## What is being asked
Scan the material below for lines with the word "neck" and report how many there are, with nothing added.

## Input
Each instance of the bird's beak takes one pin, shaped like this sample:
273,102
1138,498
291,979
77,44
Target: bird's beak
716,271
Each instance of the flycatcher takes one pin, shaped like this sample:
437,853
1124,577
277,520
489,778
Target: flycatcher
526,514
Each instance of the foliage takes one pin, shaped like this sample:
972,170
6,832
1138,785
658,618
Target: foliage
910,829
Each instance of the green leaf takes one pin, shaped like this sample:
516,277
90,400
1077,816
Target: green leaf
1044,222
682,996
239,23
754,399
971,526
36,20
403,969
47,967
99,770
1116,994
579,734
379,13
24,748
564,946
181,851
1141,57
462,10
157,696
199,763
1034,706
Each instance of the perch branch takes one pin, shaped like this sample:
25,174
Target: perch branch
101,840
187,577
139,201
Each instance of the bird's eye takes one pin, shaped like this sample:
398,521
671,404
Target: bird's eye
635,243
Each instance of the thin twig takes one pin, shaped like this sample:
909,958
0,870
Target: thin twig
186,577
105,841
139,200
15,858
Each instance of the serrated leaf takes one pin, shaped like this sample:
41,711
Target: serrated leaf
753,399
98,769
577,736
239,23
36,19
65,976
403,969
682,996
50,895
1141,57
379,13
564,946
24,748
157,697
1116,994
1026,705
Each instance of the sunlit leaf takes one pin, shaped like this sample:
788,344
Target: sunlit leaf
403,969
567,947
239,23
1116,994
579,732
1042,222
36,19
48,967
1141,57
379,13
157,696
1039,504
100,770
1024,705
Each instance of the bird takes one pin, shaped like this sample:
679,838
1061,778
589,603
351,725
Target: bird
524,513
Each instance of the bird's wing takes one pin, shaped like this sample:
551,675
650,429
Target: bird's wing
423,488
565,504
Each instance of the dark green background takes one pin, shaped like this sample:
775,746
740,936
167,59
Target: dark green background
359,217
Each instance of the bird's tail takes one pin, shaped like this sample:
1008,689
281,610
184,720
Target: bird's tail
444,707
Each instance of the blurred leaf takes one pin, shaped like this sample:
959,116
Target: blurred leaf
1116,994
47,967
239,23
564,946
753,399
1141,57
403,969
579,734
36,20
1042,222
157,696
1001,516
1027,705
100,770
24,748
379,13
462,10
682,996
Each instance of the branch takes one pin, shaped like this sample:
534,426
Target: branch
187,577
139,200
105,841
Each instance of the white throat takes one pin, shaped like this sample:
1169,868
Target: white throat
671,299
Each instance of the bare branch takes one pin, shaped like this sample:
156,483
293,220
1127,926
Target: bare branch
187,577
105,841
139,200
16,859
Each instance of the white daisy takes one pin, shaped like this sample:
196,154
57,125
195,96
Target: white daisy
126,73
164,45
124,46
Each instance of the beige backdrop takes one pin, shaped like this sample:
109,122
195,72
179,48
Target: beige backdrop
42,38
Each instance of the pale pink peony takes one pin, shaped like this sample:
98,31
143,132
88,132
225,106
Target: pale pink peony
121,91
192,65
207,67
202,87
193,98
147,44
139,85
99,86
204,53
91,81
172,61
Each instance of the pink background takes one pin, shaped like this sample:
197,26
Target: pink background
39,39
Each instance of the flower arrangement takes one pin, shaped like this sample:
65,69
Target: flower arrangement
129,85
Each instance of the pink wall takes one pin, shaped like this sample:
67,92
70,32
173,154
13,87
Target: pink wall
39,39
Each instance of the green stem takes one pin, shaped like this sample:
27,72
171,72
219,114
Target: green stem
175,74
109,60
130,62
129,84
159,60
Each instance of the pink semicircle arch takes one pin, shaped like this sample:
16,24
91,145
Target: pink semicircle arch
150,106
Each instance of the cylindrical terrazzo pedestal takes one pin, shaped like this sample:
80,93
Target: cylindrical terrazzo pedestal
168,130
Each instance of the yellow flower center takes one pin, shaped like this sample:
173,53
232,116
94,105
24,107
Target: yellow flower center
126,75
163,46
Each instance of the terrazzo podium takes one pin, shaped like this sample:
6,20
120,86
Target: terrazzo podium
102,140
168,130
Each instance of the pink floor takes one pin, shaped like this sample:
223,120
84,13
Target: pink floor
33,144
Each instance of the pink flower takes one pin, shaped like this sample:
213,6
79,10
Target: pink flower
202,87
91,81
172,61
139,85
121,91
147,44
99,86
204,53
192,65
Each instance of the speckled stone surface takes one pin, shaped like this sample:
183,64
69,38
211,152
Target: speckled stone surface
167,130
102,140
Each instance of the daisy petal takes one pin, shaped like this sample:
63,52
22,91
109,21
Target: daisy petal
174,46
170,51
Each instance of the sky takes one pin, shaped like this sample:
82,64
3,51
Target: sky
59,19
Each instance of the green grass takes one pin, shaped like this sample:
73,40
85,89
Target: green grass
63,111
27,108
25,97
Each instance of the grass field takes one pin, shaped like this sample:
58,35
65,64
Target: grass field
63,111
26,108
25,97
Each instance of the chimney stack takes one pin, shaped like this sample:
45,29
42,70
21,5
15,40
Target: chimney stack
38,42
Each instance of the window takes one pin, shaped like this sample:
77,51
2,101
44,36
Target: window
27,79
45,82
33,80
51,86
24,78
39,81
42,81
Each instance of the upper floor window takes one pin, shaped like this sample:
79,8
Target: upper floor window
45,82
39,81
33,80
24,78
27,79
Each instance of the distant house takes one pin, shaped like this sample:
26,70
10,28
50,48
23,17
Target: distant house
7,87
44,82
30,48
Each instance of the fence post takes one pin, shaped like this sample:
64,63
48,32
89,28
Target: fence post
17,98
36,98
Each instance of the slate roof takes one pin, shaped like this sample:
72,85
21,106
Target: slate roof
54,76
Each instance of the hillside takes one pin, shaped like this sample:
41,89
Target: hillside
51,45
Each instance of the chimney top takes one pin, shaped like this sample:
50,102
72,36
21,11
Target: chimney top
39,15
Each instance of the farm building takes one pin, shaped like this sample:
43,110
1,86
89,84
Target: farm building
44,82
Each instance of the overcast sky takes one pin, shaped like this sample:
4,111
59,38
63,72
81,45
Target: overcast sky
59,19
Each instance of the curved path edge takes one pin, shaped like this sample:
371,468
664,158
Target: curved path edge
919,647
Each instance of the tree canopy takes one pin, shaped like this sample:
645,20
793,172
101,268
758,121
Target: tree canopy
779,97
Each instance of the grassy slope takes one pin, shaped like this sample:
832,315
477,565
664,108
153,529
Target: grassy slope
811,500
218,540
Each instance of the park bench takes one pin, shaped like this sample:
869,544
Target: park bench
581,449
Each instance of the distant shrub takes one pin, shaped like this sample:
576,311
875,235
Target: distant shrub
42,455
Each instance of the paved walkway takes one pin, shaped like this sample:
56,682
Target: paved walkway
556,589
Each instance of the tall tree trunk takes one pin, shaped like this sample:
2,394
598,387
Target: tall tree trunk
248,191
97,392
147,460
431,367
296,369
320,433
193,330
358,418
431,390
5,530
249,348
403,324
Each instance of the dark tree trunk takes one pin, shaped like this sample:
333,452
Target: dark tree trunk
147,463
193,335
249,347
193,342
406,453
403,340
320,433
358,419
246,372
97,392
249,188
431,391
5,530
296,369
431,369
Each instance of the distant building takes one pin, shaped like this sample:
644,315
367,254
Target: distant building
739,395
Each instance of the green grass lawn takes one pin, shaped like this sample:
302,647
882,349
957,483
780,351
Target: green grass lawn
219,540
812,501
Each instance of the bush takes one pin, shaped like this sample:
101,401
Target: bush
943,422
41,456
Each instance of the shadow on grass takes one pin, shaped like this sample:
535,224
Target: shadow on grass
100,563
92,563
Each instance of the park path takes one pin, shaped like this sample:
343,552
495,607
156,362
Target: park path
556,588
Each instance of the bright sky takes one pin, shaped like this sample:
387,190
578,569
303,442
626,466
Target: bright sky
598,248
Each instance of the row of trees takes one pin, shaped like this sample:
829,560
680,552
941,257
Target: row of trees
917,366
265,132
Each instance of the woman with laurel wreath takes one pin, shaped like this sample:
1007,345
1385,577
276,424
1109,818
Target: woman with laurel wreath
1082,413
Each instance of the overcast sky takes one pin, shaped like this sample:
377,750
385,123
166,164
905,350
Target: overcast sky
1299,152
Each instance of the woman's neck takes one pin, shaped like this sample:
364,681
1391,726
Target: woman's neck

## Answer for this exercise
2